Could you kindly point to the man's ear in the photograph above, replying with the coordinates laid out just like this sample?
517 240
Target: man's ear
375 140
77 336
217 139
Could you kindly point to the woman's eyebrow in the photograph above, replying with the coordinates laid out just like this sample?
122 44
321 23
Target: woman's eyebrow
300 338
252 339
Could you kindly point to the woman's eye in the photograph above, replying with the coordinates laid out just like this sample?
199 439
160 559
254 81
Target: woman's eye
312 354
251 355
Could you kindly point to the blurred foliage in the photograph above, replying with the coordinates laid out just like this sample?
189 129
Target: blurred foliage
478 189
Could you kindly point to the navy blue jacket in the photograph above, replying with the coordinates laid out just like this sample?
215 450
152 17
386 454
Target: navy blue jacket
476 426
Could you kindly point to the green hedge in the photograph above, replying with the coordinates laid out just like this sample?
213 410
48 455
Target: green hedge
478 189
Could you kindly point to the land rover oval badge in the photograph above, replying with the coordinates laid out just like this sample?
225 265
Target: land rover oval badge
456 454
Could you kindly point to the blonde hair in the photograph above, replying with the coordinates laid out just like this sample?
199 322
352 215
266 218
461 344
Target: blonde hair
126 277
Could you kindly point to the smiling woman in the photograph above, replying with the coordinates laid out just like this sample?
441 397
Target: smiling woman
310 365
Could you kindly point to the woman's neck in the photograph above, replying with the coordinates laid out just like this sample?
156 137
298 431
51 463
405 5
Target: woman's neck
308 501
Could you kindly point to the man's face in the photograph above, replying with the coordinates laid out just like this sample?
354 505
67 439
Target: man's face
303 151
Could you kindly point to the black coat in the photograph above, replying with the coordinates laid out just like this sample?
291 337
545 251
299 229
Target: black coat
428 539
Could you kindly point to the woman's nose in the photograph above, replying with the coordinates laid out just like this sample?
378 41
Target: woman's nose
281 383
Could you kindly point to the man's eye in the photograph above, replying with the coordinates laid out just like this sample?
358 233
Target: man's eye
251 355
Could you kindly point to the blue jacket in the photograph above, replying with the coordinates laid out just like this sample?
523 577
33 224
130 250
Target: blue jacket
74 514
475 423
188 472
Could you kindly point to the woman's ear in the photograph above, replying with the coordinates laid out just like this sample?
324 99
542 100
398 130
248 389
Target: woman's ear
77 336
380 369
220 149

## WORK ORDER
Each line of the data is to be written out again exactly.

## RESPONSE TO THE TASK
Could you kindly point to the man's ear in the photograph above, replying with the coordinates laid out just like this sample?
517 240
Target: man's ear
375 140
77 336
217 139
Could you kindly point to the woman's eyebrow in the photograph above, replying with the coordinates laid out just like this sample?
122 44
321 23
Target: woman's eyebrow
300 338
252 339
Could you kindly point to the woman's eye in the photograph above, replying with the coordinates laid out just like this sample?
199 439
160 559
254 81
Target: woman's eye
312 354
251 355
Could you kindly point to the blurred foliage in the photograph above, replying with the coordinates laid out just like this sample?
189 129
Target: blurred foliage
478 189
Could you kindly point to the navy blue jacket in the photograph above, replying with the coordinates laid out just like this sample?
215 450
152 17
386 454
Target: navy blue jacket
476 426
Could you kindly point to the green hedge in the photograph above, replying with the coordinates laid out just like this sample?
213 410
48 455
Target: green hedge
478 189
Could you kindly point to the land rover oval badge in the photograph above, replying with the coordinates laid out just like this sample?
225 265
Target: land rover oval badge
456 454
Could you kindly point to the blonde hair in the photograph above, replying with the coordinates laid out just like this sample?
199 322
352 215
266 218
461 344
Target: blonde hair
126 277
Could you kindly point to the smiling woman in the photograph above, replying with the coordinates laid out just like this sample?
441 397
Target: smiling woman
310 365
Could you kindly point to the woman's neck in the photograph above, replying with the coordinates laid out just like this sample?
156 137
298 431
51 463
405 5
Target: woman's neck
308 501
Could you kindly point to the man's face in the photograph above, replying with the coordinates laid out just like this sample?
354 505
67 439
Target: man's face
303 151
Could you kindly point to the black coat in the photograph above, replying with the coordinates laid out just like this sample?
291 337
545 251
299 229
Target: black coat
428 539
Could you kindly point to the woman's nose in the photograph above, replying with the coordinates laid out just like this sample?
378 41
Target: woman's nose
281 383
Could you kindly point to the man's eye in the photograph above, replying with the coordinates laid out just like this sample?
358 233
Target: man's eye
251 355
Could you kindly point to the blue jacket in the photograph above, replying with the coordinates laid out just like this sample?
523 577
33 224
130 250
Target: blue jacket
74 514
475 423
188 472
Could you kindly point to the woman's ear in the photograph above, replying with the coordinates laid out just like this sample?
324 99
542 100
398 130
248 389
Target: woman's ear
77 336
380 369
220 149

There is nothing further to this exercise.